Position annotation records
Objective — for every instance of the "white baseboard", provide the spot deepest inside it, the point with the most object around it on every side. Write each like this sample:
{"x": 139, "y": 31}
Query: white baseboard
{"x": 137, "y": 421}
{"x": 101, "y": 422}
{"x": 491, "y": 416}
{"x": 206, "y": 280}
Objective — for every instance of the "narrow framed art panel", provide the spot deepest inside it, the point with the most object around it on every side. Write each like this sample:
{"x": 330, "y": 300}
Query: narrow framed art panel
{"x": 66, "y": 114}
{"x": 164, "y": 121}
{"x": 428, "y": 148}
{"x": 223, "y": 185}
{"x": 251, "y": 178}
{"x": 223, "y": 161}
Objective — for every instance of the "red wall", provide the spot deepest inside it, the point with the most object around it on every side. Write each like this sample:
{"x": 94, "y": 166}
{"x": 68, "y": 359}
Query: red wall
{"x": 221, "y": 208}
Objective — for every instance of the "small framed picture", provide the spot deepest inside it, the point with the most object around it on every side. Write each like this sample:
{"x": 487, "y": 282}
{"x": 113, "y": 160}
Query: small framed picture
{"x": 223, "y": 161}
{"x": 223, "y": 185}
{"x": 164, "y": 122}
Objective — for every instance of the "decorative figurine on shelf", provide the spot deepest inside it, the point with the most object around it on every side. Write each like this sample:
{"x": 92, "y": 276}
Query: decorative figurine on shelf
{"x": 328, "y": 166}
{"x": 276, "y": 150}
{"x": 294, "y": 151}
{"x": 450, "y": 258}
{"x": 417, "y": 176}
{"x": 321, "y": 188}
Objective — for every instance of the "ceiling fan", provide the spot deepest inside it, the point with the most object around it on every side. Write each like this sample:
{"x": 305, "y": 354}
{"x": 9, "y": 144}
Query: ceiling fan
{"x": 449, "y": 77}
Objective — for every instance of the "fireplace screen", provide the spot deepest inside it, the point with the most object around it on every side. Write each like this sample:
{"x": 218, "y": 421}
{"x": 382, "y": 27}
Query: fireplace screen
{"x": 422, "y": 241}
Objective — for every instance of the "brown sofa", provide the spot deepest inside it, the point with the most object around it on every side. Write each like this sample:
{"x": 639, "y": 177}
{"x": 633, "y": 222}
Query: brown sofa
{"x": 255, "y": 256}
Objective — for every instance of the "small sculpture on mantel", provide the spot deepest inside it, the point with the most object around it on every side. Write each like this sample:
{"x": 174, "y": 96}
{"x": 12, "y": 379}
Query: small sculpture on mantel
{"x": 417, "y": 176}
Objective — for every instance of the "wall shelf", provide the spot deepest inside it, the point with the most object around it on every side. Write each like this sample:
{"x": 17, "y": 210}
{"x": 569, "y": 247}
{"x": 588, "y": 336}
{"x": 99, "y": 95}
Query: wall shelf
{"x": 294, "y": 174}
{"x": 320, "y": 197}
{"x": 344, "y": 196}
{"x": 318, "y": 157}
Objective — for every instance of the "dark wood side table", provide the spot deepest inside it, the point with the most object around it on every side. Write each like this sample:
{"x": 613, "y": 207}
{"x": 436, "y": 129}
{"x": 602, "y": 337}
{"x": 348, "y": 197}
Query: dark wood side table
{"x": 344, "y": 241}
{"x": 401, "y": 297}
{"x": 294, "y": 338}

SHORT EXERCISE:
Restate the records, all of them, precisely as written.

CORRECT OUTPUT:
Objective — for every instance of the "white baseboard", provide the spot deepest inside it, the point with the most object around it on every side. Write each like this sample:
{"x": 139, "y": 31}
Query: white baseboard
{"x": 137, "y": 421}
{"x": 101, "y": 422}
{"x": 491, "y": 416}
{"x": 206, "y": 280}
Objective — for every instance of the "narrow framed art panel", provide the spot deepest inside it, the point with the most object around it on every side. Write each like this sample:
{"x": 330, "y": 300}
Query: narrow framed art panel
{"x": 66, "y": 114}
{"x": 164, "y": 121}
{"x": 428, "y": 148}
{"x": 223, "y": 185}
{"x": 251, "y": 178}
{"x": 223, "y": 161}
Objective — for every instance of the "red wall", provide the spot deepest inside it, the point with the most object around it on every side. Write each like this sample:
{"x": 94, "y": 166}
{"x": 68, "y": 359}
Query: red wall
{"x": 221, "y": 208}
Objective — for every instance of the "small framed picture", provide the spot deepest inside it, the point with the most object around it on every side. Write each like this sample:
{"x": 487, "y": 282}
{"x": 113, "y": 160}
Query: small framed picture
{"x": 223, "y": 161}
{"x": 223, "y": 185}
{"x": 164, "y": 122}
Objective — for every instance of the "decorative figurine on shelf", provide the spot deepest inside it, the point with the most object around it on every side. Write each like this sample:
{"x": 92, "y": 276}
Query: decorative figurine on shelf
{"x": 328, "y": 166}
{"x": 276, "y": 150}
{"x": 294, "y": 151}
{"x": 450, "y": 258}
{"x": 417, "y": 176}
{"x": 321, "y": 188}
Objective — for every instance of the "ceiling fan", provide the spot deepest inside it, the point with the most object around it on every side. Write each like this sample:
{"x": 305, "y": 354}
{"x": 9, "y": 144}
Query: ceiling fan
{"x": 449, "y": 77}
Objective — for every instance of the "fireplace screen", provide the spot deepest inside it, the point with the most object around it on every side. Write each like this sample:
{"x": 218, "y": 421}
{"x": 382, "y": 27}
Query: fireplace screen
{"x": 422, "y": 241}
Objective — for every instance of the "brown sofa", provide the spot deepest inside it, the point with the most object around it on every side. Write each like this sample:
{"x": 639, "y": 177}
{"x": 633, "y": 222}
Query: brown sofa
{"x": 255, "y": 256}
Objective — for every instance of the "small sculpture on mantel", provide the spot deepest inside it, the point with the most object around it on every side. Write each like this sample:
{"x": 174, "y": 96}
{"x": 12, "y": 379}
Query: small sculpture on mantel
{"x": 417, "y": 176}
Objective — for every instance of the "wall shelf", provide the spot deepest inside it, the point with the most object around it on every side. Write each like this sample:
{"x": 17, "y": 210}
{"x": 569, "y": 247}
{"x": 588, "y": 336}
{"x": 99, "y": 95}
Query: wall shelf
{"x": 294, "y": 174}
{"x": 320, "y": 197}
{"x": 344, "y": 196}
{"x": 318, "y": 157}
Objective — for every instance of the "dark wood side table", provide the spot deepest inside it, the point with the most object around it on every side. Write each like this sample:
{"x": 613, "y": 207}
{"x": 436, "y": 129}
{"x": 602, "y": 337}
{"x": 348, "y": 197}
Query: dark wood side table
{"x": 344, "y": 241}
{"x": 401, "y": 297}
{"x": 294, "y": 338}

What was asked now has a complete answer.